TASK BRIEF: Print each entry below precisely as shown.

Region pointing data
|---|

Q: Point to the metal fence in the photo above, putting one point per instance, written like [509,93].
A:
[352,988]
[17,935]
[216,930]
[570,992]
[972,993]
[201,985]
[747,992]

|---|

OUTPUT OF THE TASK:
Q: Point to the metal fence in the photo above, putting one point per instance, written like [509,93].
A:
[352,988]
[17,935]
[216,930]
[570,992]
[972,993]
[201,985]
[747,992]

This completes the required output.